#### Data supplied

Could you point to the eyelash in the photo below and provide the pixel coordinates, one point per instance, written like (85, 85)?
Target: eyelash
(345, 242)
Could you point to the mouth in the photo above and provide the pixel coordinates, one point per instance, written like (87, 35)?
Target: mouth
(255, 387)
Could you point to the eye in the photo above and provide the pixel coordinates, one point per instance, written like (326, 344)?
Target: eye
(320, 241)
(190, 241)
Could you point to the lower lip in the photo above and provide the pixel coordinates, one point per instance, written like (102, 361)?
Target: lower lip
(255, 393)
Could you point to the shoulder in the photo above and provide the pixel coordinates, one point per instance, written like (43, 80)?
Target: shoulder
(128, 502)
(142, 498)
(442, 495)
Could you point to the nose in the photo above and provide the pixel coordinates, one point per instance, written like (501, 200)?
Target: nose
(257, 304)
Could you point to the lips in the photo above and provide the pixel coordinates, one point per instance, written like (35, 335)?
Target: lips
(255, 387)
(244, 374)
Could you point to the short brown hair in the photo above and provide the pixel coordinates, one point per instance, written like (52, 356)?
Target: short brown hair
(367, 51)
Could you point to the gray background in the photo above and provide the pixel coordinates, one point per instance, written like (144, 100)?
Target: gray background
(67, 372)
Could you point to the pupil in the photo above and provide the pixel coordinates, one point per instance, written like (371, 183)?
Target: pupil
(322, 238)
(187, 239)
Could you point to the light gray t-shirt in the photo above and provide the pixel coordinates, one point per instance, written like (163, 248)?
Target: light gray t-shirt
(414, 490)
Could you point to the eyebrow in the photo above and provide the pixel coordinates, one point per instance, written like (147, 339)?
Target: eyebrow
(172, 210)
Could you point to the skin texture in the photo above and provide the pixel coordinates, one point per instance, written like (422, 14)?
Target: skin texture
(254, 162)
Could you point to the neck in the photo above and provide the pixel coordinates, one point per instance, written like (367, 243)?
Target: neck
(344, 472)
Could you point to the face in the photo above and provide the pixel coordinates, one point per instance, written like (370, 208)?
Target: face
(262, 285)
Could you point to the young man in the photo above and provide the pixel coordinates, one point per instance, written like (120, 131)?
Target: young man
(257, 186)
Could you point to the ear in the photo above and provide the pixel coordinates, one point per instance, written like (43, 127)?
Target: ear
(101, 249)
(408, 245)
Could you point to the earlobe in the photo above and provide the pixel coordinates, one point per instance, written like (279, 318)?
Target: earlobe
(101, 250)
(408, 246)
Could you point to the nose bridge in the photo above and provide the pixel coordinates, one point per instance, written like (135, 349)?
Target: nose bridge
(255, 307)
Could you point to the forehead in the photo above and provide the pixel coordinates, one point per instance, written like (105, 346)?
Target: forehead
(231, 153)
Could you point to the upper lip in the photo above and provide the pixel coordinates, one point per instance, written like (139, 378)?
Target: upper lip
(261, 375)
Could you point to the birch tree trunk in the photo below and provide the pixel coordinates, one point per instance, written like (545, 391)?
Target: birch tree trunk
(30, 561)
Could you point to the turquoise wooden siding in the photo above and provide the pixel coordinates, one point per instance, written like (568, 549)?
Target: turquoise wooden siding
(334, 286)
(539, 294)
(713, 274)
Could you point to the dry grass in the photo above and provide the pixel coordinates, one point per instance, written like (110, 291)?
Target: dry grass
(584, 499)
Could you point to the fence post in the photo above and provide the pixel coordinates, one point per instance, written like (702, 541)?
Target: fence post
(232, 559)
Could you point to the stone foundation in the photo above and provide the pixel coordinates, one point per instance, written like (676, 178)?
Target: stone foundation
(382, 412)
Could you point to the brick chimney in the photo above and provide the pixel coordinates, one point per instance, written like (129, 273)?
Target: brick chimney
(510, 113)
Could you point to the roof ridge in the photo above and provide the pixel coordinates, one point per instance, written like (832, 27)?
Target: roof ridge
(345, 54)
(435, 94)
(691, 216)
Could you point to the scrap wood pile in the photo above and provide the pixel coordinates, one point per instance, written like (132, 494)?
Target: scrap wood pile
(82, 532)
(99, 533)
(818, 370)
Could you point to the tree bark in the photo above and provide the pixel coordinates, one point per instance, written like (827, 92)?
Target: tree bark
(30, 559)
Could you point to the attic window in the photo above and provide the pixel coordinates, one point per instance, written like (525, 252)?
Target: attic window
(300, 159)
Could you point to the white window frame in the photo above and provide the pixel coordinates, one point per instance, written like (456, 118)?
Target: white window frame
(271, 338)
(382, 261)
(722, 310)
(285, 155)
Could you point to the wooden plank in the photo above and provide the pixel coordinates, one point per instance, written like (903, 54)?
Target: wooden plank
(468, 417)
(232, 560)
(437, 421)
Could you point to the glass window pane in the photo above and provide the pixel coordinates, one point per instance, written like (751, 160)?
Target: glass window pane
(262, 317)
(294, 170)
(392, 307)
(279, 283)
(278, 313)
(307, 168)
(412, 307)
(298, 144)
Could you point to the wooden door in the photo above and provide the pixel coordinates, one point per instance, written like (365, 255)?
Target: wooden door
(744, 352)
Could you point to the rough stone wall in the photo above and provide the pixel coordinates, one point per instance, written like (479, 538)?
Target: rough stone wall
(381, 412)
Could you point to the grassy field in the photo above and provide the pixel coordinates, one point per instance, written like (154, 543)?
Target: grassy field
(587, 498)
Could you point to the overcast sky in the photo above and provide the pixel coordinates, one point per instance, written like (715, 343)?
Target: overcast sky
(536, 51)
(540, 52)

########

- _Task to complete_
Check the lines above and copy each one that includes "below".

- _Solution for this task_
Could you point to the eyelash in the photo below and provide the pixel coordinates, one point per instance, written like (85, 85)?
Could you point to the birch tree trunk in the photo below and provide the pixel coordinates, one point per instance, written like (545, 391)?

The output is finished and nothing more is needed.